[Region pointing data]
____

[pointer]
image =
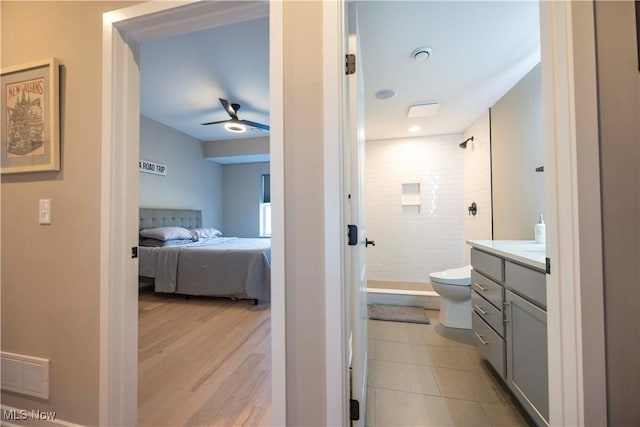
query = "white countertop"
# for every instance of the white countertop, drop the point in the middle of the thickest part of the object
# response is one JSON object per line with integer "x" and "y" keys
{"x": 527, "y": 252}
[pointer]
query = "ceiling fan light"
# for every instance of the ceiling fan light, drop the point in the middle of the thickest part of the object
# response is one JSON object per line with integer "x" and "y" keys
{"x": 235, "y": 127}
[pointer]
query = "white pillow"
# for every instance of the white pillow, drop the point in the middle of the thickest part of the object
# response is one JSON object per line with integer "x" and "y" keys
{"x": 205, "y": 233}
{"x": 166, "y": 233}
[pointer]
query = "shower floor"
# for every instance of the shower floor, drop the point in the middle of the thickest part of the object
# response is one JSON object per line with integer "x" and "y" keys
{"x": 402, "y": 293}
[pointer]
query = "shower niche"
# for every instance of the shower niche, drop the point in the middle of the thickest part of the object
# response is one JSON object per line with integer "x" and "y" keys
{"x": 410, "y": 198}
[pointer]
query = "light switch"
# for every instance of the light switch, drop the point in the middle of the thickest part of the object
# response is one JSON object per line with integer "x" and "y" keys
{"x": 45, "y": 211}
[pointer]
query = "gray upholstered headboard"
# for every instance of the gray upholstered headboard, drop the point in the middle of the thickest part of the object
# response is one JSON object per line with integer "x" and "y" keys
{"x": 153, "y": 218}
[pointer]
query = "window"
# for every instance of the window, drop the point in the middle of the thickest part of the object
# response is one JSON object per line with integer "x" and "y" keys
{"x": 265, "y": 206}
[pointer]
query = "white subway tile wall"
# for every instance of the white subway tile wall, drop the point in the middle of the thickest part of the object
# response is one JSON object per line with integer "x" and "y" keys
{"x": 477, "y": 182}
{"x": 411, "y": 243}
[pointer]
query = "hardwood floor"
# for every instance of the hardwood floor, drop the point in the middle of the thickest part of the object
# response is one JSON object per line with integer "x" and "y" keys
{"x": 203, "y": 362}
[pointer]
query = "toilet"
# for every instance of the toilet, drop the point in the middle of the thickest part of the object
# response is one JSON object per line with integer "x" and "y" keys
{"x": 454, "y": 287}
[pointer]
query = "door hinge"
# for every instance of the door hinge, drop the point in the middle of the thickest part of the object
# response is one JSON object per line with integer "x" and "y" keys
{"x": 354, "y": 410}
{"x": 352, "y": 234}
{"x": 350, "y": 63}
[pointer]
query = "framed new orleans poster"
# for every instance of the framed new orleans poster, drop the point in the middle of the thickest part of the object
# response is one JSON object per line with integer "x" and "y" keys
{"x": 30, "y": 117}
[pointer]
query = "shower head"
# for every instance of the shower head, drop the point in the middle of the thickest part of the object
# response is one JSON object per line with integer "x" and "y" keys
{"x": 463, "y": 144}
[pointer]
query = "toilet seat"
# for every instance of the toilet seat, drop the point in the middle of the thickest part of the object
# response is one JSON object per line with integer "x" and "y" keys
{"x": 455, "y": 276}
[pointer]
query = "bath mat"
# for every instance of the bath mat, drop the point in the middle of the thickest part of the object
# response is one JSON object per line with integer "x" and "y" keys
{"x": 398, "y": 313}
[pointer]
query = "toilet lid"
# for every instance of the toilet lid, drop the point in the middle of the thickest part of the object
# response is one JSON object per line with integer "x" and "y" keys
{"x": 453, "y": 276}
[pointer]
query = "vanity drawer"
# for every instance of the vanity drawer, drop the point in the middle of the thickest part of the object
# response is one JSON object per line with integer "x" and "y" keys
{"x": 487, "y": 288}
{"x": 528, "y": 283}
{"x": 487, "y": 264}
{"x": 489, "y": 343}
{"x": 488, "y": 313}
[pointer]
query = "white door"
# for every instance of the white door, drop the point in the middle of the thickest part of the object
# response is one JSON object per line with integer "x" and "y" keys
{"x": 356, "y": 254}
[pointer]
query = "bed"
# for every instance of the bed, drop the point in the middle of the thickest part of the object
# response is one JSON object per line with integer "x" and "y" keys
{"x": 203, "y": 262}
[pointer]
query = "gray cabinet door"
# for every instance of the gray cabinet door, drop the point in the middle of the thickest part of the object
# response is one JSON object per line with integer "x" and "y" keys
{"x": 526, "y": 339}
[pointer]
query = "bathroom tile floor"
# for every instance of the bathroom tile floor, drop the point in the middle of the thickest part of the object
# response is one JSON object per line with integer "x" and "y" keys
{"x": 428, "y": 375}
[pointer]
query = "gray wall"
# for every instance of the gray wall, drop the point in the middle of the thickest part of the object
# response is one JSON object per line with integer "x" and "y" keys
{"x": 51, "y": 274}
{"x": 241, "y": 206}
{"x": 619, "y": 110}
{"x": 192, "y": 182}
{"x": 516, "y": 150}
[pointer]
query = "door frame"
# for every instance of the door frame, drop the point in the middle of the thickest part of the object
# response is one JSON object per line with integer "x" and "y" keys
{"x": 122, "y": 29}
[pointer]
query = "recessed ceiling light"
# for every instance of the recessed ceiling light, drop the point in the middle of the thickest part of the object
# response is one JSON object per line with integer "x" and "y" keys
{"x": 385, "y": 94}
{"x": 421, "y": 53}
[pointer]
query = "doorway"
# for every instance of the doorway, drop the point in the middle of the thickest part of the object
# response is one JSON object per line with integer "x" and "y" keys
{"x": 122, "y": 31}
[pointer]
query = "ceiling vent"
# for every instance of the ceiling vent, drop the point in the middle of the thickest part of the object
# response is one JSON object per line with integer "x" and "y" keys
{"x": 423, "y": 110}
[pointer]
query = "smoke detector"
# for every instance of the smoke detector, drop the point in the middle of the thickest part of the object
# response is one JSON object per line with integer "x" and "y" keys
{"x": 421, "y": 53}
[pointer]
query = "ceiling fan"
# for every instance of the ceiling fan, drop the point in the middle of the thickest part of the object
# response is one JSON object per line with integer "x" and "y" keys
{"x": 234, "y": 124}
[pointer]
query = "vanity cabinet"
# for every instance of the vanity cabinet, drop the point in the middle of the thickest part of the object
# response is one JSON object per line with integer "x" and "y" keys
{"x": 509, "y": 323}
{"x": 487, "y": 299}
{"x": 526, "y": 339}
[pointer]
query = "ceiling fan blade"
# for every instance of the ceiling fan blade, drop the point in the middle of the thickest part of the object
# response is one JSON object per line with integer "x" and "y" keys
{"x": 255, "y": 125}
{"x": 227, "y": 107}
{"x": 214, "y": 123}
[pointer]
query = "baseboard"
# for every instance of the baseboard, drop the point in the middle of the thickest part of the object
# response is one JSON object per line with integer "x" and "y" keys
{"x": 15, "y": 417}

____

*WHAT THE TASK ASKS*: Return each entry exactly as it appears above, but exclude the pictures.

*EXERCISE RESULT*:
[pointer]
image =
query = "white countertop"
# for every instance of the white countertop, drop the point in the middle of the thickest part of the object
# response is one JSON object per line with integer "x" and "y" keys
{"x": 527, "y": 252}
[pointer]
query = "ceiling fan light"
# for every instance of the ceiling fan light, drop the point in the middle of the thickest part of the object
# response is one JSON object per line with integer "x" and "y" keys
{"x": 235, "y": 127}
[pointer]
query = "white pillow"
# for every instance of the white pillow, drop the point in the middle of the thickest part of the object
# response is one JSON object per line with integer "x" and "y" keys
{"x": 205, "y": 233}
{"x": 166, "y": 233}
[pointer]
query = "shower floor"
# for every instance of the shower floor, drop the point in the middle of the thickest part of the object
# response is one JSON object per line with integer "x" and "y" keys
{"x": 402, "y": 293}
[pointer]
query = "shower niche"
# for every instance of the shower niche, drop the point in the middle of the thickest part of the object
# response is one JSON object per line with integer "x" and "y" keys
{"x": 410, "y": 198}
[pointer]
query = "light switch"
# for every instance of the light switch, drop the point in the middle of the thickest part of the object
# response is one JSON object per line with integer "x" and "y" keys
{"x": 45, "y": 211}
[pointer]
query = "gray upholstered headboard"
# for every instance of the gray upholstered headboard, drop the point in the middle of the thickest part of the object
# response is one JSON object per line with integer "x" and "y" keys
{"x": 153, "y": 218}
[pointer]
query = "window"
# for every instance of the window, drop the point in the middle of the thickest part of the object
# response is one JSON object per line with integer "x" and "y" keys
{"x": 265, "y": 206}
[pointer]
query = "white subway tile wall"
# for every instance of the white subway tile wall, drop the point in the middle of the thickest part of the object
# response is one JSON object per line with integer "x" and "y" keys
{"x": 477, "y": 182}
{"x": 411, "y": 243}
[pointer]
query = "hardwood floor"
# for every instance of the hardwood floor, drop the point in the middle of the thickest part of the object
# response is one JSON object per line with integer "x" and "y" keys
{"x": 203, "y": 362}
[pointer]
query = "toilet"
# for every instance of the toilet, drop the point in the middle of the thickest part of the object
# response is one JSON object per line with integer "x" and "y" keys
{"x": 454, "y": 287}
[pointer]
query = "door hinge"
# for every instance of the door hinge, drop the point in the middle of the thickest part of the object
# response is one JSON object per line with integer "x" and "y" keys
{"x": 354, "y": 410}
{"x": 352, "y": 234}
{"x": 350, "y": 63}
[pointer]
query = "framed new orleans poster"
# for every instance of the framed new orleans poster, drop the point in the middle of the thickest part of the object
# response is one JSON object per line with integer "x" and "y" keys
{"x": 30, "y": 117}
[pointer]
query = "shower head"
# for every instance of the shower head, drop the point in the middle of the thickest part of the object
# response is one JSON object per line with integer "x" and "y" keys
{"x": 463, "y": 144}
[pointer]
query = "toilet seat"
# for every instance of the toilet seat, drop the point in the middle of the thickest part of the object
# response is one JSON object per line with integer "x" and "y" keys
{"x": 455, "y": 276}
[pointer]
query = "bath mat"
# for every instance of the bath mat, drop the point in the middle of the thickest part of the object
# response is one JSON object per line with integer "x" and "y" keys
{"x": 398, "y": 313}
[pointer]
query = "toilet lid"
# for every instance of the toilet lid, drop the point in the middle of the thickest part of the object
# response is one JSON object per line with integer "x" and "y" keys
{"x": 453, "y": 276}
[pointer]
query = "vanity drawer"
# for every instance of the vanity drawer, drop the point in the middle of the thickest part of the object
# response is one JSON object per line with integer "x" and "y" keys
{"x": 487, "y": 288}
{"x": 528, "y": 283}
{"x": 487, "y": 264}
{"x": 489, "y": 343}
{"x": 488, "y": 313}
[pointer]
query = "white door"
# for every instance of the white door, drop the point in the middle of the thickest part of the object
# response is one JSON object per line with integer "x" and "y" keys
{"x": 356, "y": 254}
[pointer]
query = "bed"
# for every instance of the bed, drop the point in the middle of the thickest part of the object
# response is one JSON object per line with integer "x" and "y" keys
{"x": 203, "y": 262}
[pointer]
query = "gray cabinet door"
# for every instance of the gray cabinet door, drop the point in the middle of the thickest part of the object
# response is one JSON object per line with integer "x" and "y" keys
{"x": 526, "y": 339}
[pointer]
query = "bathroom tile floor"
# for every instance of the bathroom tile floor, drop the point in the middle of the thickest part of the object
# response is one JSON object per line with integer "x" and "y" keys
{"x": 428, "y": 375}
[pointer]
query = "gray wall"
# for every instance of the gray wall, drop the point in the middle of the thickest part of the object
# response is one JSON object per line with integer "x" and "y" keys
{"x": 51, "y": 274}
{"x": 241, "y": 206}
{"x": 619, "y": 110}
{"x": 192, "y": 182}
{"x": 516, "y": 150}
[pointer]
query = "door frame"
# for every instance of the door frame, drop the point in the middle of the thickest part of the object
# response is one JSON object per line with integer "x" and "y" keys
{"x": 122, "y": 29}
[pointer]
query = "recessed ceiling light"
# for every instance of the recessed ceiling light, drop the point in the middle of the thickest part of the object
# response is one JSON object per line with integer "x" and "y" keys
{"x": 385, "y": 94}
{"x": 421, "y": 53}
[pointer]
query = "doorway"
# for every instance of the doorway, drop the point in the middle of the thickest part of the object
# response is one JSON object per line with integer "x" and "y" keys
{"x": 122, "y": 31}
[pointer]
query = "ceiling vent"
# for every instance of the ceiling vent, drop the point in the middle of the thickest part of the object
# response is one JSON object per line with integer "x" and "y" keys
{"x": 423, "y": 110}
[pointer]
query = "smoke detector"
# for every instance of the smoke detector, drop the point in the middle of the thickest part of the object
# response is one JSON object per line with integer "x" and "y" keys
{"x": 421, "y": 53}
[pointer]
query = "ceiling fan"
# for every instance of the ceiling fan, drop the point in the middle of the thickest part of the object
# response is one JSON object per line with integer "x" and "y" keys
{"x": 234, "y": 124}
[pointer]
query = "vanity cabinet"
# for every instance of the vanity cabinet, drop the point in the middle of the thickest part of the object
# response is one JSON object per line with integer "x" and "y" keys
{"x": 509, "y": 323}
{"x": 487, "y": 299}
{"x": 526, "y": 339}
[pointer]
query = "ceiling fan blade"
# for every instance of the ceiling fan blade, drop the point in the middle of the thickest part of the object
# response is one JSON object per line with integer "x" and "y" keys
{"x": 255, "y": 125}
{"x": 227, "y": 107}
{"x": 214, "y": 123}
[pointer]
query = "baseboard"
# for every instance of the baseboard, drop the point in the middle of the thickest part of the object
# response is one JSON object per line with integer "x" and "y" keys
{"x": 15, "y": 417}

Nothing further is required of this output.